- Document -
Begin

# The Jack Chop



## Shelly (Feb 27, 2010)

Extreme language + extreme violence = hilarity.


(Moderator comment: I have to warn you all, if you're offended by foul language, don't click on the link!)


----------



## sammi (Feb 27, 2010)

LOL!!! Thanks for that


----------



## Yvonne G (Feb 28, 2010)

This guy is so good at imitating the real guy who does the slap chop commercial! It was pretty gory, but mighty funny!


----------



## sammi (Feb 28, 2010)

emysemys said:


> This guy is so good at imitating the real guy who does the slap chop commercial! It was pretty gory, but mighty funny!



I agree! He's got it down to a T! Haha


----------



## Stephanie Logan (Feb 28, 2010)

End

- Material -

Begin

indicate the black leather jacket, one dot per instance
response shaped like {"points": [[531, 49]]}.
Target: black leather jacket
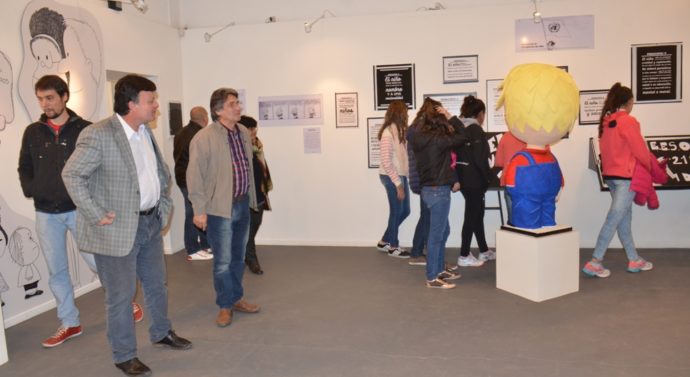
{"points": [[41, 159], [432, 153]]}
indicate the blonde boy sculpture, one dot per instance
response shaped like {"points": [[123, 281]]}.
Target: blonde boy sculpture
{"points": [[541, 104]]}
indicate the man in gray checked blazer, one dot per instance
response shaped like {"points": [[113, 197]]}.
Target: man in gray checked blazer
{"points": [[120, 184]]}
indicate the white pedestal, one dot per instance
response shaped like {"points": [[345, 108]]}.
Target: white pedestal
{"points": [[3, 343], [537, 266]]}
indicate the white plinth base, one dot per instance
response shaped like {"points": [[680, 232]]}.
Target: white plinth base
{"points": [[538, 267], [3, 343]]}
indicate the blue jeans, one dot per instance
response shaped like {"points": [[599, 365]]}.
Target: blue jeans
{"points": [[398, 210], [228, 238], [51, 231], [618, 219], [437, 200], [509, 206], [421, 231], [119, 277], [194, 238]]}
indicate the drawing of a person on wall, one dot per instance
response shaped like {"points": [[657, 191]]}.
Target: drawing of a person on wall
{"points": [[63, 42], [24, 251]]}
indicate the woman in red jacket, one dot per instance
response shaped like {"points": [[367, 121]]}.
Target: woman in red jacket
{"points": [[621, 147]]}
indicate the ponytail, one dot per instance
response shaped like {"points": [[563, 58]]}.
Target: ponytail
{"points": [[617, 96]]}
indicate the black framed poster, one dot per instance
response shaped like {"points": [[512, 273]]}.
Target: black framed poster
{"points": [[394, 83], [591, 104], [657, 72]]}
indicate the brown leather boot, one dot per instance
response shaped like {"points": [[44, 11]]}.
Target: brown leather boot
{"points": [[245, 307], [224, 318]]}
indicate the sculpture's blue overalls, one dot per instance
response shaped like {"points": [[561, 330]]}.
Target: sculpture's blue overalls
{"points": [[534, 194]]}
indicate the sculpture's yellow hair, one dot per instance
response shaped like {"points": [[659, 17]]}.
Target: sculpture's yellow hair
{"points": [[540, 97]]}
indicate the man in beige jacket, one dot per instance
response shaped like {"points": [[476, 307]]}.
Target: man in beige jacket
{"points": [[220, 180]]}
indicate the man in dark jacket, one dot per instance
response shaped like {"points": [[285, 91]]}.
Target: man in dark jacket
{"points": [[46, 146], [194, 238]]}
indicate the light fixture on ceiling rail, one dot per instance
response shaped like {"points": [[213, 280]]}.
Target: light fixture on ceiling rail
{"points": [[536, 15], [308, 25], [209, 36], [139, 4], [437, 6]]}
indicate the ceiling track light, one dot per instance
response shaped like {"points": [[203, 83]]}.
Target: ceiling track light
{"points": [[436, 6], [140, 5], [209, 36], [536, 15], [308, 25]]}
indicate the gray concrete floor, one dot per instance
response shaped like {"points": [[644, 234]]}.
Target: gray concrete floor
{"points": [[336, 311]]}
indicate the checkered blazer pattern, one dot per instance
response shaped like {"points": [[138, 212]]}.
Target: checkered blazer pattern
{"points": [[101, 177]]}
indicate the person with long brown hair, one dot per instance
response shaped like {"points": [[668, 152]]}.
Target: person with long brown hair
{"points": [[434, 139], [622, 147], [393, 172], [474, 175]]}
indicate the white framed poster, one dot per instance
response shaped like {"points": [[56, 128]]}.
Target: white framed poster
{"points": [[312, 140], [291, 110], [373, 145], [346, 110], [459, 69], [591, 104], [554, 33], [657, 71], [495, 119]]}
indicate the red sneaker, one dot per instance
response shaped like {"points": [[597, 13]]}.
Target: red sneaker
{"points": [[137, 312], [61, 335]]}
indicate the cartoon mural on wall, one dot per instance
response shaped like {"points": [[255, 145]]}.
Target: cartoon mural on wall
{"points": [[23, 270], [6, 102], [24, 251], [3, 245], [64, 41]]}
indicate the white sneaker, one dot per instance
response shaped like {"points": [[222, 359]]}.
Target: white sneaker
{"points": [[469, 261], [200, 255], [487, 255], [383, 246]]}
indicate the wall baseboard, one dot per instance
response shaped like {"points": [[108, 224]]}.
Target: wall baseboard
{"points": [[23, 316]]}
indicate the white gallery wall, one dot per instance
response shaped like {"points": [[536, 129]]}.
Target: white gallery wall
{"points": [[332, 198]]}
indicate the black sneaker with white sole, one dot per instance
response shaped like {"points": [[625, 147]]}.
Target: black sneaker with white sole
{"points": [[439, 284], [398, 252]]}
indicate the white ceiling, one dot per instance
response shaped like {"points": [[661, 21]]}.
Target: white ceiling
{"points": [[214, 13]]}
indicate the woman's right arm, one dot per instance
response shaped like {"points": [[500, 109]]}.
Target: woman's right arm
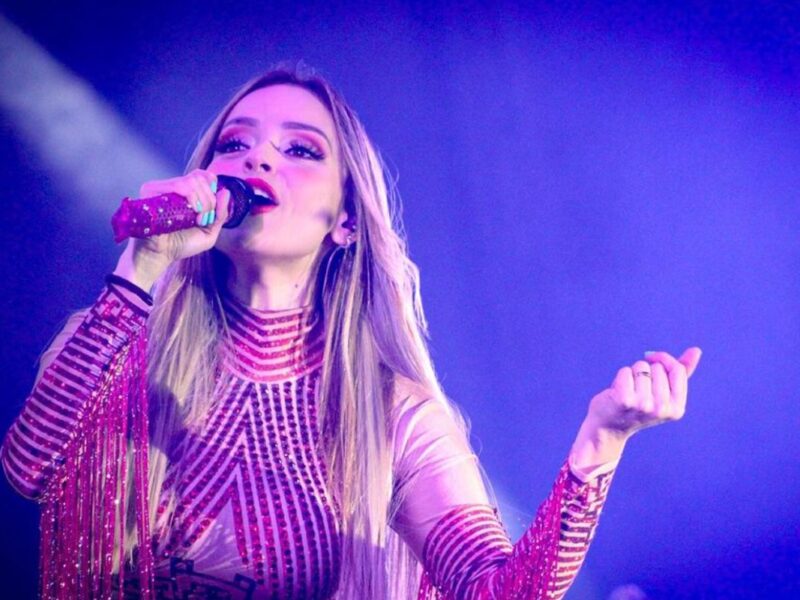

End

- Work to do -
Write the next part of the forum thread about The Jack Chop, picking up right after its last line.

- Result of the task -
Eeek! That made me cringe, but I forwarded it to my two oldest kids just the same. 

Gotta love those Bwahston accents!


----------



## terryo (Feb 28, 2010)

There goes my lunch! LOL


----------



## dmmj (Feb 28, 2010)

it sounds dirty, the name I mean


----------



## Stephanie Logan (Mar 1, 2010)

You do realize that your poor little doggy avatar bears the burden of guilt by association, don't you?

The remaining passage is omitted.